Text segment:
>> BEGIN

Cross Validation
Learn how to properly evaluate your machine learning models
🎯 What is Cross Validation?
Cross validation is a technique to evaluate how well your machine learning model will perform on unseen data. Instead of using just one train-test split, it divides your data into multiple folds and tests the model multiple times for more reliable results.
from sklearn.model_selection import cross_val_score
from sklearn.linear_model import LogisticRegression
from sklearn.datasets import make_classification
# Create sample data
X, y = make_classification(n_samples=1000, n_features=4, random_state=42)
# Create model
model = LogisticRegression()
# Perform 5-fold cross validation
scores = cross_val_score(model, X, y, cv=5)
print(f"CV Scores: {scores}")
print(f"Average: {scores.mean():.3f}")
Cross Validation Types
K-Fold CV
Split data into K equal parts
from sklearn.model_selection import KFold
kf = KFold(n_splits=5, shuffle=True)
scores = cross_val_score(model, X, y, cv=kf)
Stratified K-Fold
Maintains class distribution
from sklearn.model_selection import StratifiedKFold
skf = StratifiedKFold(n_splits=5)
scores = cross_val_score(model, X, y, cv=skf)
Leave-One-Out
Use each sample as test once
from sklearn.model_selection import LeaveOneOut
loo = LeaveOneOut()
scores = cross_val_score(model, X, y, cv=loo)
Time Series Split
For time-ordered data
from sklearn.model_selection import TimeSeriesSplit
tss = TimeSeriesSplit(n_splits=5)
scores = cross_val_score(model, X, y, cv=tss)
🔹 Basic Cross Validation
The simplest way to perform cross validation using scikit-learn
from sklearn.model_selection import cross_val_score
from sklearn.ensemble import RandomForestClassifier
from sklearn.datasets import load_iris
# Load sample dataset
iris = load_iris()
X, y = iris.data, iris.target
# Create a model
model = RandomForestClassifier(n_estimators=100, random_state=42)
# Perform 5-fold cross validation
cv_scores = cross_val_score(model, X, y, cv=5)
print("Cross Validation Scores:")
for i, score in enumerate(cv_scores, 1):
print(f"Fold {i}: {score:.3f}")
print(f"\nMean CV Score: {cv_scores.mean():.3f}")
print(f"Standard Deviation: {cv_scores.std():.3f}")

>> END

Written tasks:
**a)** Translate this sentence from the cross validation page into Spanish: "Cross validation is a technique to evaluate how well your machine learning model will perform on unseen data."
**b)** Extend the cross validation tutorial, picking up right after its final line of code.

Given material:
>> BEGIN

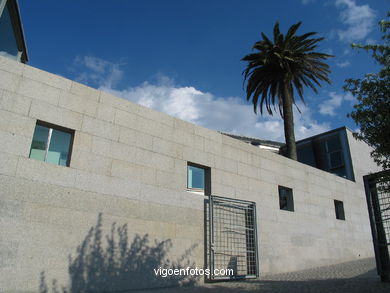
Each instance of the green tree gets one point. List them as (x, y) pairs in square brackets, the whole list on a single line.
[(280, 66), (372, 111)]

>> END

Expected answers:
**a)** La validación cruzada es una técnica para evaluar qué tan bien funcionará tu modelo de aprendizaje automático con datos no vistos.

**b)**
# This gives us a more reliable estimate than a single train-test split!
🔹 Custom Cross Validation
More control over the cross validation process
from sklearn.model_selection import KFold
from sklearn.metrics import accuracy_score
import numpy as np
# Create custom K-Fold
kf = KFold(n_splits=5, shuffle=True, random_state=42)
# Manual cross validation
scores = []
for train_idx, test_idx in kf.split(X):
# Split the data
X_train, X_test = X[train_idx], X[test_idx]
y_train, y_test = y[train_idx], y[test_idx]
# Train model
model.fit(X_train, y_train)
# Make predictions
y_pred = model.predict(X_test)
# Calculate accuracy
score = accuracy_score(y_test, y_pred)
scores.append(score)
print(f"Manual CV Scores: {scores}")
print(f"Mean: {np.mean(scores):.3f}")
🔹 Cross Validation for Different Metrics
Evaluate your model using different performance metrics
from sklearn.model_selection import cross_validate
# Multiple metrics at once
scoring = ['accuracy', 'precision_macro', 'recall_macro', 'f1_macro']
cv_results = cross_validate(model, X, y, cv=5, scoring=scoring)
print("Cross Validation Results:")
for metric in scoring:
scores = cv_results[f'test_{metric}']
print(f"{metric.capitalize()}: {scores.mean():.3f} (+/- {scores.std() * 2:.3f})")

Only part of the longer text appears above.